**DOCUMENT SEGMENT**
#####

The flow of the river also fluctuated greatly from year to year. At Lee Ferry, under virgin conditions, annual flows probably ranged from as little as 5,500,000 acrefeet to as much as 25,000,000 acre-feet. Flows of tributary streams were characterized by even greater variations, especially those of the lower region. Under virgin conditions the average annual flow of the Gila near Phoenix is estimated to have been 2,282,000 acre-feet, of which probably only about 1,270,000 acre-feet reached the Colorado because of losses in the lower river area.

The creeks and streams at higher elevations generally bring clear, pure water into the main Colorado River, although they become roily during the spring run-off. Soluble salts in quantities damaging to plant growth occur in isolated tributaries but the injurious effects are local and generally unimportant. Diluted by larger streams of the system, these soluble salts of tributary streams cease to be harmful. Water of the main river becomes progressively more saline as it moves downstream and receives return flows from irrigation and drainage from basin lands but is considered suitable for irrigation at the lowest diversion. (See Ch. VIII, Geological Survey "Quantity and Quality of Water.")

Tributaries entering the middle and lower sections of the Colorado River, notably the San Juan, Little Colorado, and Virgin Rivers, have highly erosive watersheds and hence contribute great quantities of silt to the main stream. At normal flow stages little silt is carried, but more is picked up in spring and early summer when flows become high and turbulent. Occasional summer cloudbursts cut into unstable earth sections, flushing large amounts of mud and silt into the streams.

Early Development of the River

IRRIGATION

The first white irrigators in the Colorado River Basin were the Jesuits who established themselves at the old missions of Cuevavi and San Xavier in Arizona in 1732. In the period 1768 to 1822, considerable irrigation was practiced along the Santa Cruz River near the missions and the Spanish presidios of Tubac and Tucson.

After the Gadsden Purchase in 1854, a number of Americans military followers, stragglers from the immigrant stream to California, and others, pioneers by instinct-began to settle and develop irrigation in Arizona. Thomas H. Blythe moved to the Palo Verde Valley in 1856 and commenced the first recorded use of the Colorado River in California. In 1877 he made the first filing on Colorado River water in California. About the same time the first modern irrigation works were being constructed in Wyoming, Utah, and Colorado. In 1854 Mormon pioneers began to irrigate from Blacks Fork, a tributary of Green River, in Wyoming. Irrigation in the basin in Colorado began in the 1860's and 1870's when prospectors and miners came over the Continental Divide from the older mining districts on the eastern slope of the Rockies. The Federal Government first attempted to reclaim arid lands on the Colorado River Indian Reservation in 1867. In 1883 the Grand Valley Canal, a private development, was started to irrigate a relatively large area in Grand Valley on the western slope of the Rockies in west-central Colorado.

#####

[Items stored in a collection]
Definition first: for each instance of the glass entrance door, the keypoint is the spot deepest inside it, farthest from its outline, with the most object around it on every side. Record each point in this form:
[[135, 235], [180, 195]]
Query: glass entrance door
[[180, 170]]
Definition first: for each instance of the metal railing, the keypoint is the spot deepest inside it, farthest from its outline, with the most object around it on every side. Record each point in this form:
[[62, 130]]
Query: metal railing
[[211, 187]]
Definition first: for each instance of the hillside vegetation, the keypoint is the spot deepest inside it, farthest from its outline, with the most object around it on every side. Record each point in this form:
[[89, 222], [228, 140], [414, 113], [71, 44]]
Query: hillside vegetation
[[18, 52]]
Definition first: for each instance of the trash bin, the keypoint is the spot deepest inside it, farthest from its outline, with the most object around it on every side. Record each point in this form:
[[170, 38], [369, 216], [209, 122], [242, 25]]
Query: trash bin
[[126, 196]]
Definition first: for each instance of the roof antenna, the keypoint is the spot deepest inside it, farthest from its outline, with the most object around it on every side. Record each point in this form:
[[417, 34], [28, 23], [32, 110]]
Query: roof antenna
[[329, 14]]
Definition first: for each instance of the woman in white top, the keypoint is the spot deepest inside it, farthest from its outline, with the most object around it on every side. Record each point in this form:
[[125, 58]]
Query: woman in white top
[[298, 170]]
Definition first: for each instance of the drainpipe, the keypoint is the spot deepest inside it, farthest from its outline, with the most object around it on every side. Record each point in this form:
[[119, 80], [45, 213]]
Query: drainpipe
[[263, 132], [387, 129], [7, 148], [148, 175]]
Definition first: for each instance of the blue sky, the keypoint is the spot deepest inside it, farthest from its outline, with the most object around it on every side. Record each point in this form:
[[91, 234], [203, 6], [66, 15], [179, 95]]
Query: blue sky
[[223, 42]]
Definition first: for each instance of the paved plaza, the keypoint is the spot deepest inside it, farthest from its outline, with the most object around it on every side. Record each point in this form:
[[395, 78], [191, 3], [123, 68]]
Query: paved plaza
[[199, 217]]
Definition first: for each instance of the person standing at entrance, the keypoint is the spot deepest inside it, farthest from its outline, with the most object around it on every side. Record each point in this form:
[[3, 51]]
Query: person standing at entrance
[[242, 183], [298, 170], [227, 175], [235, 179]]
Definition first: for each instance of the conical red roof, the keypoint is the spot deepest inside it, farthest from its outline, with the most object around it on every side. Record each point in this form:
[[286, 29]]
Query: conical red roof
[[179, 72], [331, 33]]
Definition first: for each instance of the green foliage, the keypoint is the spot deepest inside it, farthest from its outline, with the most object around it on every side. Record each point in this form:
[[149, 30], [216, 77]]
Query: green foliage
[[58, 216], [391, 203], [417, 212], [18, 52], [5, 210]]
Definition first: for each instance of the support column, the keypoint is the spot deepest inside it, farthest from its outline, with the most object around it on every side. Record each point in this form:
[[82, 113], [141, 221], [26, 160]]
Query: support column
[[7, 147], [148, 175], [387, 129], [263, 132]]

#####

**GIVEN REQUEST A**
Answer these questions about the Colorado River passage:
(i) Under virgin conditions, what was the largest probable annual flow at Lee Ferry?
(ii) Which three tributaries does the passage name as contributing great quantities of silt to the main stream?
(iii) In what year did the Jesuits establish themselves at the old missions of Cuevavi and San Xavier?
**GIVEN REQUEST B**
Carry the Colorado River passage forward, starting right after its final sentence about the Grand Valley Canal.
The listing has no connection to the Colorado River passage.

**RESULT A**
(i) 25,000,000 acre-feet
(ii) The San Juan, Little Colorado, and Virgin Rivers
(iii) 1732

**RESULT B**
The possibility of exporting water from the Colorado River to the Imperial Valley of California by a simple diversion canal passing in part through Mexico was recognized even before the Civil War. In 1876 Lt. Eric Bergland made surveys on the lower river for the War Department for the purpose of investigating flood conditions and to determine the feasibility of diverting water from the Colorado River to the Imperial Valley through a canal wholly within the United States. He reported unfavorably on such a canal but efforts continued for a water supply to the Imperial Valley. Despite the difficulties and undesirability of a canal through Mexico for the irrigation of Imperial Valley from the Colorado River, construction of an international canal was finally begun in 1902 by the California Development Co. By September 1904 nearly 8,000 people had settled in the valley; 700 miles of canal were in operation; and 75,000 acres of land were cropped.

After passage of the Reclamation Act by Congress in 1902, the Reclamation Service (Bureau of Reclamation since 1923) of the United States Department of the Interior began investigations to determine the feasibility of constructing large irrigation works in the West. Some of the early projects constructed in the Colorado River Basin by the Reclamation Service were the Uncompahgre and Grand Valley projects in Colorado, the Strawberry Valley project in Utah, and the Yuma and Salt River projects in Arizona.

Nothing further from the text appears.